§ Aim of the task:
Exactly and only the lines from the line holding "point: flagpole |" to the end of the records should be reproduced. Leave pictures out.

%%

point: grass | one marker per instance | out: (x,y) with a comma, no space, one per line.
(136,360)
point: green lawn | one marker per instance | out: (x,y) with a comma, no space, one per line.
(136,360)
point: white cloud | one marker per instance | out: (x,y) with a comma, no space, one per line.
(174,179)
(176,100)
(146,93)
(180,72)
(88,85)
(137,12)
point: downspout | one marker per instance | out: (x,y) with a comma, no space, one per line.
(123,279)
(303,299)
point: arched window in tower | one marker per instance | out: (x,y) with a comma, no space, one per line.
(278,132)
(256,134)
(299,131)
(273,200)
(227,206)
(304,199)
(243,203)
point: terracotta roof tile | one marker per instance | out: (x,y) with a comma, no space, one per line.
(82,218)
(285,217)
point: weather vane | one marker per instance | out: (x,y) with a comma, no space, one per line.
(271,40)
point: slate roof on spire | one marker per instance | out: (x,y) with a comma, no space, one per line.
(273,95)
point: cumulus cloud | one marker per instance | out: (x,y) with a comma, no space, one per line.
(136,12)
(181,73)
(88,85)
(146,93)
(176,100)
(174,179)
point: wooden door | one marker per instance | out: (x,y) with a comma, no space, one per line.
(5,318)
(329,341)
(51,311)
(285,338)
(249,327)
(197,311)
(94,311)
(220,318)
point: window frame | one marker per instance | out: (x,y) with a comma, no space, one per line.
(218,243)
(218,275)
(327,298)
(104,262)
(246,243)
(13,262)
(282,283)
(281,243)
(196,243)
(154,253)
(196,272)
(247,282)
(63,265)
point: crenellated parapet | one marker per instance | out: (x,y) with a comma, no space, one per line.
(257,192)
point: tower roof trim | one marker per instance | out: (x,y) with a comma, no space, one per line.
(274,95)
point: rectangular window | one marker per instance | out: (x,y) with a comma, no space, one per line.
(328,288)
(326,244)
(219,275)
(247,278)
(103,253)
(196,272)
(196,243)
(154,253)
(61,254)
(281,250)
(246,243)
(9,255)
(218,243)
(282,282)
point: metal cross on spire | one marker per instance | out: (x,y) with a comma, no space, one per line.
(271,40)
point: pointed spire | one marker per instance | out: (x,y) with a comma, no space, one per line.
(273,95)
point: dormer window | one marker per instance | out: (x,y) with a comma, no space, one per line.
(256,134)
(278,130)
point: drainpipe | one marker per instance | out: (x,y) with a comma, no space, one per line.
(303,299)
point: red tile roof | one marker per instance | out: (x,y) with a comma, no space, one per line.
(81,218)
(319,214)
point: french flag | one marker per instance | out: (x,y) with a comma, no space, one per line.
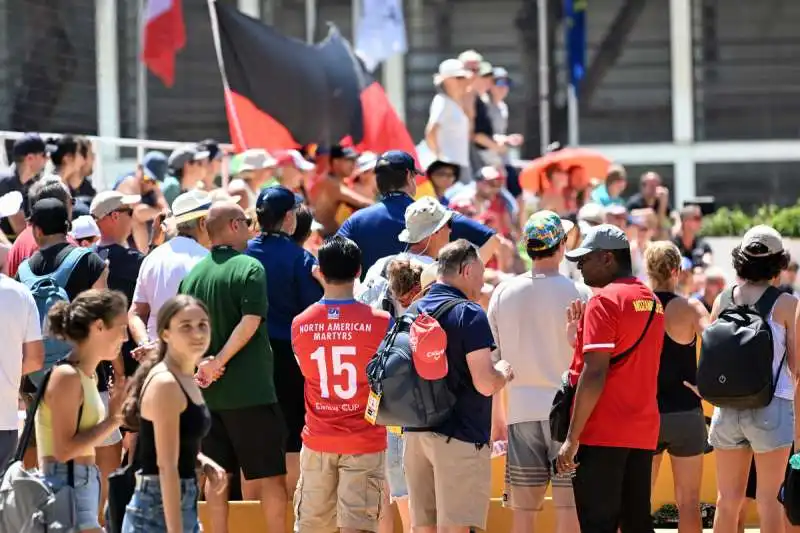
(164,37)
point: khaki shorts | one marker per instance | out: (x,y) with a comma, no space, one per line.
(339,491)
(449,481)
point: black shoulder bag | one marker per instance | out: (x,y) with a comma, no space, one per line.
(561,411)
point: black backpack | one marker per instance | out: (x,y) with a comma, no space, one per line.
(735,368)
(408,400)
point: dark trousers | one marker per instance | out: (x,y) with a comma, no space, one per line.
(612,489)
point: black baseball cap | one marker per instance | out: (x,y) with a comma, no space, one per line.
(278,200)
(343,152)
(397,161)
(51,216)
(31,143)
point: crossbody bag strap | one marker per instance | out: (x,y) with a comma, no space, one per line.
(619,358)
(445,307)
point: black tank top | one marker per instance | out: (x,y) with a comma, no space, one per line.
(678,364)
(195,422)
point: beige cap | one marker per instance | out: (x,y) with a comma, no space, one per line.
(761,241)
(106,202)
(256,159)
(424,217)
(191,205)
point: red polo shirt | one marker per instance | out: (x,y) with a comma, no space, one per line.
(626,415)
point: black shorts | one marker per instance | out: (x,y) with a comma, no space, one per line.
(250,438)
(290,389)
(682,434)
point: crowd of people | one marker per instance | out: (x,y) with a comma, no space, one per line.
(215,313)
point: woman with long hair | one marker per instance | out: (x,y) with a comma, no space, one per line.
(72,420)
(683,427)
(167,406)
(766,433)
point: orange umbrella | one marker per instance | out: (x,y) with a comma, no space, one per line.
(591,165)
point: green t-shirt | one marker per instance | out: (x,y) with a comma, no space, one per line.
(232,285)
(171,189)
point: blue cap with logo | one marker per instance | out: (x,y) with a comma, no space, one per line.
(397,161)
(278,199)
(544,230)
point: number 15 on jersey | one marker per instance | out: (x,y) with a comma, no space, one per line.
(340,368)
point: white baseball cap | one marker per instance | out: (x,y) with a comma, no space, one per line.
(450,68)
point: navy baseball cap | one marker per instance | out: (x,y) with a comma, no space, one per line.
(278,200)
(31,143)
(397,161)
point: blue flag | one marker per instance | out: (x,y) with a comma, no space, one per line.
(575,17)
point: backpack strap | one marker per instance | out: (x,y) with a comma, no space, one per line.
(619,358)
(64,271)
(25,274)
(726,298)
(445,307)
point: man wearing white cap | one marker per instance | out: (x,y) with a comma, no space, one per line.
(253,168)
(166,266)
(448,131)
(427,231)
(85,231)
(188,166)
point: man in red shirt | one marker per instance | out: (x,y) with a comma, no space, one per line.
(342,454)
(615,420)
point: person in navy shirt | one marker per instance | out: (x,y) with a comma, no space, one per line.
(375,228)
(291,288)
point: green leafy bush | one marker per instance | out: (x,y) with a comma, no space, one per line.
(735,222)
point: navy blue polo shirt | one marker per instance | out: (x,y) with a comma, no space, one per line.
(467,329)
(290,286)
(375,229)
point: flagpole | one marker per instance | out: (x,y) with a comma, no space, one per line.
(141,85)
(311,20)
(544,78)
(573,115)
(233,115)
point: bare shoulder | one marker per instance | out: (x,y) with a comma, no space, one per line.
(162,394)
(785,308)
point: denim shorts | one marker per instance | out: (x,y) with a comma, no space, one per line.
(763,430)
(87,491)
(145,512)
(394,467)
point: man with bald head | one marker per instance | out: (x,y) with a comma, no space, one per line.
(247,427)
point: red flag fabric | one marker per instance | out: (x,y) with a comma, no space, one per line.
(324,96)
(164,37)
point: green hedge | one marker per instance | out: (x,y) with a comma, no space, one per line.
(734,222)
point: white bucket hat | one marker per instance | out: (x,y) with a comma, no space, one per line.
(450,68)
(424,217)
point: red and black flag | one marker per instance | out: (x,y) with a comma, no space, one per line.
(282,93)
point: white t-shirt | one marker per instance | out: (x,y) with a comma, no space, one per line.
(453,133)
(19,324)
(375,287)
(528,317)
(161,273)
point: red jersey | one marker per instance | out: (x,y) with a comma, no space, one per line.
(333,341)
(23,248)
(626,415)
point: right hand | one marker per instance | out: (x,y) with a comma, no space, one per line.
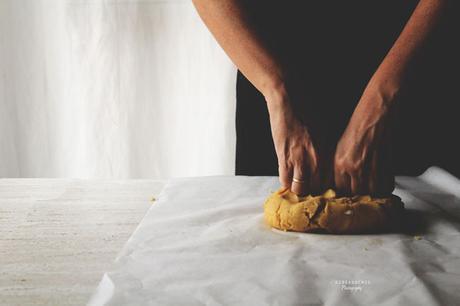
(297,155)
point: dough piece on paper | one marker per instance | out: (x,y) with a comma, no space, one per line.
(331,214)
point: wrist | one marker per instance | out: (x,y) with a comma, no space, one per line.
(276,96)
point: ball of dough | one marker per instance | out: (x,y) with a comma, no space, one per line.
(331,214)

%%

§ Exercise result:
point: flagpole | one marker per instance | out: (x,y) with a comma, no space, one per line.
(141,85)
(311,20)
(544,78)
(573,115)
(233,115)
point: bare shoulder | one marker per instance | out: (x,y) with a comma, no space, one per line.
(162,394)
(785,308)
point: denim shorts | one marker per instance | out: (x,y) with a comma, no space, one per line.
(763,430)
(87,491)
(145,512)
(394,467)
point: man with bald head | one marker per instance | out: (x,y) with a comma, no space, one per line.
(247,427)
point: red flag fabric | one marker per instance | out: (x,y) with a comma, no space, one per line.
(324,96)
(164,37)
point: green hedge | one marker per instance | out: (x,y) with a comma, no space, one per line.
(734,222)
point: white bucket hat | one marker per instance | out: (x,y) with a comma, no space, one per line.
(450,68)
(424,217)
point: red and black flag | one marker per instance | out: (x,y) with a comma, no space, one per line.
(282,93)
point: white t-shirt | one marker per instance | out: (x,y) with a comma, no space, one per line.
(453,133)
(19,324)
(375,287)
(528,317)
(161,273)
point: red jersey | one marker per instance | out: (x,y) with a comma, no space, one per line.
(333,341)
(23,248)
(626,415)
point: right hand | one marker per instance | out: (x,y) with a comma, no space, one per line.
(297,155)
point: dough piece on paper | one marker per instance | out: (x,y) with a comma, no space, one per line.
(331,214)
point: wrist | one marker per instance | out: (x,y) with a comma, no space, one per line.
(276,96)
point: ball of dough | one marker per instance | out: (x,y) with a comma, no space, one per line.
(331,214)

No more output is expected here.